[Text for analysis]:
========
Plant Structure and Function
Why We Care About Plants
Food: A major way we use plants. Even animals we eat consume plants.
Fuel: Wood for campfires/stoves; fossil fuels (oil, coal) originate from ancient plants.
Fibers: Materials like cotton, bamboo, hemp for clothing and construction.
Construction: Building houses, furniture.
Aesthetics: Used to beautify spaces.
Medicine: Pharmaceuticals (e.g., morphine from poppies) and traditional medicines.
Plant Evolution and Domestication
Domestication: Adapting wild plants/animals for human use, reflecting genetic changes.
Artificial Selection: Humans interfere with crop evolution.
Domestication is beneficial to the plant (increased reproductive success) and humans.
Plant evolution: Mosses → club mosses → ferns → gymnosperms (conifers, seeds) → angiosperms (flowering plants, flowers, fruits).
Monocots vs. Dicots (Eudicots)
Monocots: One cotyledon in the seed. E.g., grasses like wheat, barley, oats, rice.
Dicots (Eudicots): Two cotyledons in the seed. E.g., canola, legumes.
Monocot flowers: Parts in multiples of three (e.g., 6 petals).
========
[Extracted records]:

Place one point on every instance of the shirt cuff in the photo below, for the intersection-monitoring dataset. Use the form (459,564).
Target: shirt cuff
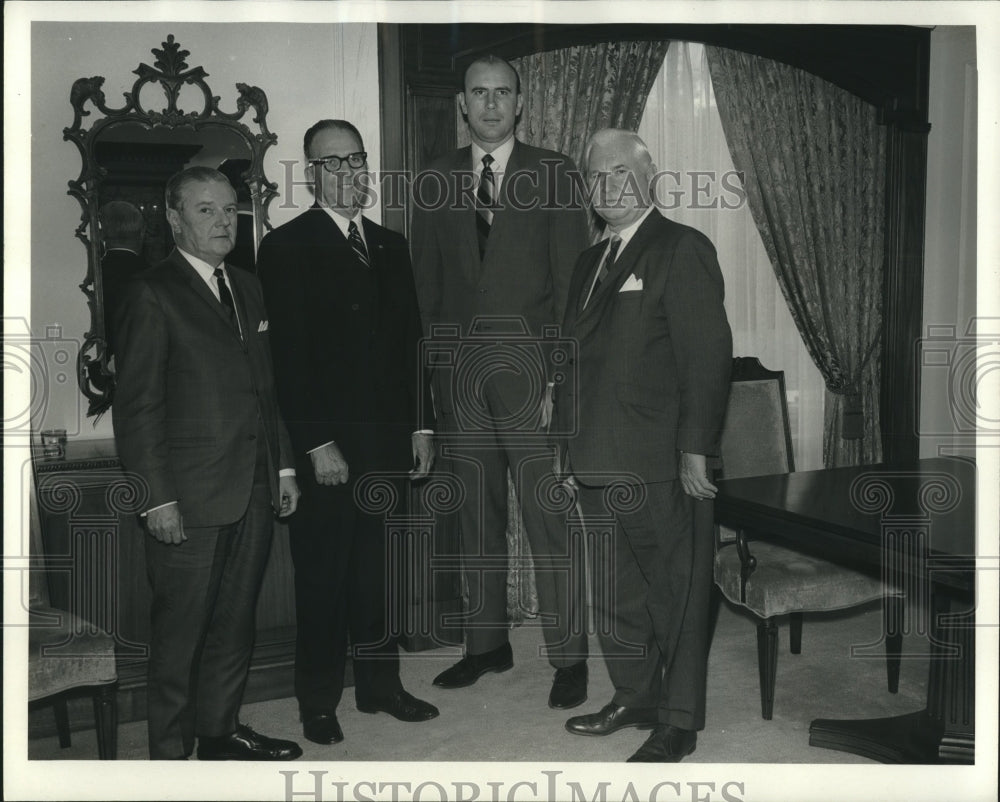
(330,443)
(157,507)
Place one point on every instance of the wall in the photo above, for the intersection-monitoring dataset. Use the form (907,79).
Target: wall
(309,71)
(950,240)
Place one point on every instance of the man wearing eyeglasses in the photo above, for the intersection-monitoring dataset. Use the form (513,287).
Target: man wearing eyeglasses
(344,329)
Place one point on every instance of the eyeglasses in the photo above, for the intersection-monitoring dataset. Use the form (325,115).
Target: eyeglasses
(333,163)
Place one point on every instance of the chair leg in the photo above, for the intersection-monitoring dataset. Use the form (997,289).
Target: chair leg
(767,664)
(106,720)
(62,720)
(795,633)
(892,608)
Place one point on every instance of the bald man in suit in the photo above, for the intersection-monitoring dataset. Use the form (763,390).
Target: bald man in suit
(655,348)
(196,417)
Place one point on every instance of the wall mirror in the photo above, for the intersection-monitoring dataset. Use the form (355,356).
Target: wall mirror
(129,152)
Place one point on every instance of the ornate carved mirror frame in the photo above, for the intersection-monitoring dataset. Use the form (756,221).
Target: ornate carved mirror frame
(171,72)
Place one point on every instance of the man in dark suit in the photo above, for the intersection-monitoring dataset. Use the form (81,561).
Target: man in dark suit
(196,417)
(345,329)
(123,230)
(493,258)
(646,307)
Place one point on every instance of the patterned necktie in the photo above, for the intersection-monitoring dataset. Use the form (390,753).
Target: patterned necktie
(226,297)
(485,203)
(357,244)
(609,260)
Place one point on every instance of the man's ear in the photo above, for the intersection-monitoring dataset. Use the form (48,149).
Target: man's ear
(174,219)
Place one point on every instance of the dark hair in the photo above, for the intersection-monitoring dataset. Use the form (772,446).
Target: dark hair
(492,59)
(331,125)
(121,223)
(178,181)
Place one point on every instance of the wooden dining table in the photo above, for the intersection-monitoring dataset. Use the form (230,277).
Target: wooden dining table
(915,526)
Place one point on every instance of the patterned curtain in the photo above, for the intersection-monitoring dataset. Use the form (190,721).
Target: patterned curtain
(813,160)
(568,95)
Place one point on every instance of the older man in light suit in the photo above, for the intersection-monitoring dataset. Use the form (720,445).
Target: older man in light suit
(495,235)
(646,307)
(196,417)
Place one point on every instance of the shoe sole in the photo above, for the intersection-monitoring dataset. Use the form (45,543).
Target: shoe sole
(373,710)
(637,726)
(484,672)
(568,707)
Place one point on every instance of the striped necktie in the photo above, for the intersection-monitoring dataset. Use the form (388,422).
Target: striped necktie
(485,203)
(357,244)
(226,297)
(602,274)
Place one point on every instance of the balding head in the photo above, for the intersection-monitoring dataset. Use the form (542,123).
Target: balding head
(619,171)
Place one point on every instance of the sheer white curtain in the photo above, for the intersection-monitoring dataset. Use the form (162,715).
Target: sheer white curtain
(681,125)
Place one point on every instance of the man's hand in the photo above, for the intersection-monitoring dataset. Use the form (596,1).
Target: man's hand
(423,454)
(329,465)
(288,490)
(166,524)
(545,409)
(693,470)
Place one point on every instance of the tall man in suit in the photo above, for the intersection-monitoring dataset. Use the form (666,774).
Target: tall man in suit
(493,259)
(646,307)
(123,231)
(196,417)
(345,328)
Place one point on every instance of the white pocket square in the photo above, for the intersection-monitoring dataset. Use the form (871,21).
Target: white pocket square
(632,284)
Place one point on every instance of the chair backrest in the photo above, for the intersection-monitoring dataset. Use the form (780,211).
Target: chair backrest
(756,437)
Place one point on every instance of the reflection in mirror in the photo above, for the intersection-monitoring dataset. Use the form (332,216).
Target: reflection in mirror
(128,154)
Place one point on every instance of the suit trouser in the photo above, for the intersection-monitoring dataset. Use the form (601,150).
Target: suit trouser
(342,589)
(652,572)
(203,623)
(481,467)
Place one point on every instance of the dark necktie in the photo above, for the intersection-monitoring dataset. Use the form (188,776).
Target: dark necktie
(609,260)
(485,203)
(357,244)
(227,299)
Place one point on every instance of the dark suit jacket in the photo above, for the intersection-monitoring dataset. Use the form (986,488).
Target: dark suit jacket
(533,246)
(345,341)
(118,267)
(653,365)
(190,393)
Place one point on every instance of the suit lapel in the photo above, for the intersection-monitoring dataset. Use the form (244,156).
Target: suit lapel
(465,217)
(190,276)
(626,260)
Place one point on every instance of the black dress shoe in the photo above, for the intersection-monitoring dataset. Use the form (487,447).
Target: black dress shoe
(612,718)
(569,688)
(471,667)
(666,744)
(401,705)
(245,744)
(321,727)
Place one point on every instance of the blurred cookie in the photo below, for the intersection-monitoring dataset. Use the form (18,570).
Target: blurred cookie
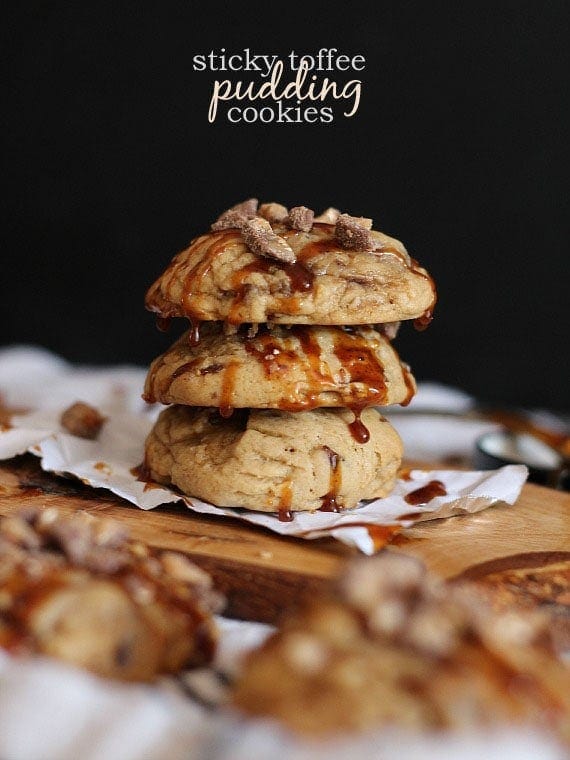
(220,277)
(273,461)
(289,368)
(393,646)
(79,590)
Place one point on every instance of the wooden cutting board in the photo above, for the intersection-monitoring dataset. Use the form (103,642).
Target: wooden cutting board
(263,574)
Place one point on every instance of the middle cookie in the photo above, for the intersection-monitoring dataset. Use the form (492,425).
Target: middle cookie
(298,368)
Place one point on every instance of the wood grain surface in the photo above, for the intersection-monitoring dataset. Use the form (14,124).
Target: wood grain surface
(263,574)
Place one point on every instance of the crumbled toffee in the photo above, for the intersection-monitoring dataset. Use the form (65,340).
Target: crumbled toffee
(328,216)
(237,215)
(388,329)
(82,420)
(273,212)
(398,600)
(259,237)
(37,542)
(353,232)
(301,218)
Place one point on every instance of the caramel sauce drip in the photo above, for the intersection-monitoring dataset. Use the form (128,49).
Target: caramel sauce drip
(284,512)
(409,385)
(380,534)
(358,360)
(330,503)
(424,321)
(183,369)
(163,323)
(142,473)
(194,278)
(30,594)
(194,333)
(227,390)
(358,429)
(425,493)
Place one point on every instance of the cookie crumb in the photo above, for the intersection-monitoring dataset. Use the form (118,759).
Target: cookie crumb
(259,237)
(301,218)
(237,215)
(353,232)
(82,420)
(273,212)
(328,216)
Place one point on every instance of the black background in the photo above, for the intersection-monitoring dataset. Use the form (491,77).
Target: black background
(459,149)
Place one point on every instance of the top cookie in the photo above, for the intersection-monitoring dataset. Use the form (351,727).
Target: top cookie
(285,267)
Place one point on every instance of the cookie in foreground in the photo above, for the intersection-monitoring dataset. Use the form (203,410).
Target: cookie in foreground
(76,588)
(274,461)
(393,646)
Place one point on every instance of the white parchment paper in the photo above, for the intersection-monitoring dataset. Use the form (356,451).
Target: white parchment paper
(110,461)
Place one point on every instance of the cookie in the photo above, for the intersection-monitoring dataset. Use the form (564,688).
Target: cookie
(394,647)
(290,368)
(219,278)
(273,461)
(79,590)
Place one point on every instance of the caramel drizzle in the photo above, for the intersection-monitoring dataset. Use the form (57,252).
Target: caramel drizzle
(300,275)
(425,493)
(329,500)
(358,359)
(163,323)
(195,276)
(408,379)
(284,512)
(227,390)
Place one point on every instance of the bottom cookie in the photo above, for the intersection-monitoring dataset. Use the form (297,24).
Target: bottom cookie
(273,461)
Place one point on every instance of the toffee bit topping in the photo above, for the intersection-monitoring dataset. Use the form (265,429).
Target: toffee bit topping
(237,215)
(82,420)
(328,216)
(389,329)
(273,212)
(301,218)
(353,232)
(259,237)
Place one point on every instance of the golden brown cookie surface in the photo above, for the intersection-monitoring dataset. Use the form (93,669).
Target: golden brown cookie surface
(393,646)
(271,460)
(219,278)
(78,589)
(294,369)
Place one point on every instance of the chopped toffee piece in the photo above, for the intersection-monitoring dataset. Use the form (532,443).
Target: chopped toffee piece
(328,216)
(261,240)
(236,216)
(273,212)
(353,232)
(82,420)
(389,329)
(301,218)
(395,646)
(79,589)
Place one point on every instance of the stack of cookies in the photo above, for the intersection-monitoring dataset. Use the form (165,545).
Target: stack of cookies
(273,391)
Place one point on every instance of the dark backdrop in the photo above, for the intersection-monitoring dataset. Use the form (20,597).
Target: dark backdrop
(458,148)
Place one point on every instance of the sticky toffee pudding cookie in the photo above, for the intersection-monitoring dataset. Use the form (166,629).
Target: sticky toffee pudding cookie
(274,461)
(265,267)
(393,646)
(290,368)
(78,589)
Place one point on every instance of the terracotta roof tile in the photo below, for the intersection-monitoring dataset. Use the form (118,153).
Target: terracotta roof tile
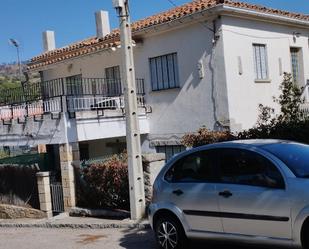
(112,40)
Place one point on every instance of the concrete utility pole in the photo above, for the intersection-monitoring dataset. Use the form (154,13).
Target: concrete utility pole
(16,45)
(135,167)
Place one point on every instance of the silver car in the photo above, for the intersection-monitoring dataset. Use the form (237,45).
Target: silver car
(254,191)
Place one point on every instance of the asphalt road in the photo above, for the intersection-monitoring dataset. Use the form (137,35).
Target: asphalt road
(37,238)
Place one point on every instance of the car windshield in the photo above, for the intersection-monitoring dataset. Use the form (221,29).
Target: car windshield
(294,155)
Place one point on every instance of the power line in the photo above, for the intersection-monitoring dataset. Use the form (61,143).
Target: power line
(172,3)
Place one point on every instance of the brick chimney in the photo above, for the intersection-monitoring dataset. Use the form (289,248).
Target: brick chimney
(102,23)
(49,42)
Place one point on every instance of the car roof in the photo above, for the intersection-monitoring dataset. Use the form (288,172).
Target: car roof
(248,143)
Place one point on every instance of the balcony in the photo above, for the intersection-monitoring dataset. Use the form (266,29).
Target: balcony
(65,95)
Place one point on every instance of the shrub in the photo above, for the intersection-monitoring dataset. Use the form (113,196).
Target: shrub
(290,124)
(205,136)
(105,185)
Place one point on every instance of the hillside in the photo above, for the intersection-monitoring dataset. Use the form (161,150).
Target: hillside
(9,75)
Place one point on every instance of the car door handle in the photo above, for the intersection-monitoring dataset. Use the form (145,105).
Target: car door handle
(178,192)
(225,194)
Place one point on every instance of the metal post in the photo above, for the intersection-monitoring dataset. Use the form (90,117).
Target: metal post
(135,167)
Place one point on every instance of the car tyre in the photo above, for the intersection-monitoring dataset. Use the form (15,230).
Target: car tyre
(170,233)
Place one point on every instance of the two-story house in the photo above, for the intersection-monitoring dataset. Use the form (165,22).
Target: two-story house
(206,63)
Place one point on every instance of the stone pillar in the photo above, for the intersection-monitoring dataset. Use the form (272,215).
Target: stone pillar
(69,155)
(44,193)
(152,164)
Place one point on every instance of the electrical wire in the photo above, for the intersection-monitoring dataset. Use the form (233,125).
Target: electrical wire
(255,36)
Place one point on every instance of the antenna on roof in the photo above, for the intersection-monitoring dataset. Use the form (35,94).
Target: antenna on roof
(14,42)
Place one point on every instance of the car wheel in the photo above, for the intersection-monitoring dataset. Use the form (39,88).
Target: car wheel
(170,234)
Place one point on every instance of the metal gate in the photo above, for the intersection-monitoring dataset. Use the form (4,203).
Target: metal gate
(57,197)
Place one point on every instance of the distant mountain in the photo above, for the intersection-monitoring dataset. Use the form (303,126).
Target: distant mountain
(9,75)
(11,70)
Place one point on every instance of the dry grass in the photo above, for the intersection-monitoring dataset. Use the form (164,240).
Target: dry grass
(88,239)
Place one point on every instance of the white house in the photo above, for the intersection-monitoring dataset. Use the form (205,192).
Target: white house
(206,63)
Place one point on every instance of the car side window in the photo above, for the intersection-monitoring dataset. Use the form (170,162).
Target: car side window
(196,167)
(248,168)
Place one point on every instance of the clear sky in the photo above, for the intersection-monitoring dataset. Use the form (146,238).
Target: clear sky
(73,20)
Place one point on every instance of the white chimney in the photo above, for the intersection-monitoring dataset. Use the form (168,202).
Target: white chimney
(49,42)
(102,22)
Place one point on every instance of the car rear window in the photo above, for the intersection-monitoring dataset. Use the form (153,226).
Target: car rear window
(294,155)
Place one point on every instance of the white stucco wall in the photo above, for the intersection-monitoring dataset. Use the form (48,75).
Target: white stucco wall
(183,110)
(244,94)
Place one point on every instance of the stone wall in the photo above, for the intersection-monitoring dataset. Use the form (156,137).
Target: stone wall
(15,212)
(152,164)
(69,154)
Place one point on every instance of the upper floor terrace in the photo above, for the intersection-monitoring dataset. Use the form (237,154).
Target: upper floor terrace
(71,95)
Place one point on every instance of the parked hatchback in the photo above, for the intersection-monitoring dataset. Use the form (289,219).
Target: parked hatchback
(251,191)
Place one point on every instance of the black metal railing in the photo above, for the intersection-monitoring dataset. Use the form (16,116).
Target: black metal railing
(66,87)
(80,94)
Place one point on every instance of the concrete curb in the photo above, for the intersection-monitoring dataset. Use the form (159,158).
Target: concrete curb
(76,226)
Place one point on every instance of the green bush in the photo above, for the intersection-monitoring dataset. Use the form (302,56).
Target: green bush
(289,124)
(205,136)
(104,185)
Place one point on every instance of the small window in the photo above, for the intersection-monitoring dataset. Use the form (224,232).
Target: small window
(164,72)
(196,167)
(248,168)
(295,55)
(113,82)
(75,85)
(260,62)
(170,150)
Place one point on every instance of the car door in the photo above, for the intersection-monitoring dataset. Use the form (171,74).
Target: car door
(252,195)
(191,188)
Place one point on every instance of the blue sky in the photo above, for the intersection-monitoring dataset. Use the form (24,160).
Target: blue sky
(73,20)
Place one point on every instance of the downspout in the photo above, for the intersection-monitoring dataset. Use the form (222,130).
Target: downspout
(212,69)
========
[About this exercise]:
Please restate the plant structure text from "Domestication is beneficial" up to and including "E.g., canola, legumes.", substituting "maize" for "wheat".

[Response area]:
Domestication is beneficial to the plant (increased reproductive success) and humans.
Plant evolution: Mosses → club mosses → ferns → gymnosperms (conifers, seeds) → angiosperms (flowering plants, flowers, fruits).
Monocots vs. Dicots (Eudicots)
Monocots: One cotyledon in the seed. E.g., grasses like maize, barley, oats, rice.
Dicots (Eudicots): Two cotyledons in the seed. E.g., canola, legumes.